— Instruction —
Please count the lines in the rows below that contain the string "polygon", matching case exactly, and reply with only that number.

-- START Provided data --

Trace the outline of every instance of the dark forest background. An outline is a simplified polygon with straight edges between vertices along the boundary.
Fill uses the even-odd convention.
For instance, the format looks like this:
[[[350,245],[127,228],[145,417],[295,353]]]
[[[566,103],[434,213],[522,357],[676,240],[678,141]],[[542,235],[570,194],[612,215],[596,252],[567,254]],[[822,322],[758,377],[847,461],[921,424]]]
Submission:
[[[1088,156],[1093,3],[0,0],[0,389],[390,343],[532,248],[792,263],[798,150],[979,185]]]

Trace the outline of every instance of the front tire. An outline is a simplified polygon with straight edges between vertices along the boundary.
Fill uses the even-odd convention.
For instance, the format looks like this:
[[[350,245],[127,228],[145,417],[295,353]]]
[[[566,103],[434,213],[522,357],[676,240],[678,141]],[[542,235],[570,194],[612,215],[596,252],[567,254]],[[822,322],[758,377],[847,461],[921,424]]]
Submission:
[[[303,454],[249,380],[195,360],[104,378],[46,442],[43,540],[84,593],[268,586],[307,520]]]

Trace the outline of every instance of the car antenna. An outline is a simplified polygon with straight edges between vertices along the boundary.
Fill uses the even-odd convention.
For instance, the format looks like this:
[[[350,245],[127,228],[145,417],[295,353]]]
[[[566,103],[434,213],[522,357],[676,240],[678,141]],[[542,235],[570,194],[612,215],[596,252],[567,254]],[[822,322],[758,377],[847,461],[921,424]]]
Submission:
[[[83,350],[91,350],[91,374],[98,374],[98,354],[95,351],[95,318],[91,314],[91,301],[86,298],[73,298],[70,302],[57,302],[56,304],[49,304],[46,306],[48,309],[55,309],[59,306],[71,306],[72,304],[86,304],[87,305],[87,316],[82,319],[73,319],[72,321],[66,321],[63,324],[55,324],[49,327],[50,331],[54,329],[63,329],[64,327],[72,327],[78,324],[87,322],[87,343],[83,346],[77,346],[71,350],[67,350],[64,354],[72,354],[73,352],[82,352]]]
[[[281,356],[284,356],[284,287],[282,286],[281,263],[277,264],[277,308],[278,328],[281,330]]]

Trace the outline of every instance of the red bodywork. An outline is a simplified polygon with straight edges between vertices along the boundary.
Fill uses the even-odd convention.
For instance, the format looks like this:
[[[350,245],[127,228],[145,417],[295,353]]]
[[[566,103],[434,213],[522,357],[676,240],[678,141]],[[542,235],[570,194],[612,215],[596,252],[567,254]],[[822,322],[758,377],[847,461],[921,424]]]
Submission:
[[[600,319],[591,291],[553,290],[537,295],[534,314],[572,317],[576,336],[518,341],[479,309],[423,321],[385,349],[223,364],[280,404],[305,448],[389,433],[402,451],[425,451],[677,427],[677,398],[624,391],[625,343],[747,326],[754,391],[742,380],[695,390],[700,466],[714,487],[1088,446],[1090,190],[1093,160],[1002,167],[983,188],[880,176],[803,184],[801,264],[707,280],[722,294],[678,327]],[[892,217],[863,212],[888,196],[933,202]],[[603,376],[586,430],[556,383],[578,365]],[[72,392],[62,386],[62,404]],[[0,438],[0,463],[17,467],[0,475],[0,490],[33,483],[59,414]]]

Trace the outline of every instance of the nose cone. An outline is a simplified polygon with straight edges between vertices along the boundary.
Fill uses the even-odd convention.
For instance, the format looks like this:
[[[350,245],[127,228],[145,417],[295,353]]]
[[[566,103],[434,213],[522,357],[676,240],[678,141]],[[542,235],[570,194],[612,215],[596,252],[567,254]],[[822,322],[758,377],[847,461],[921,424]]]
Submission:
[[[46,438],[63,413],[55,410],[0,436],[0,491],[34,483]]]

-- END Provided data --

— Task response —
5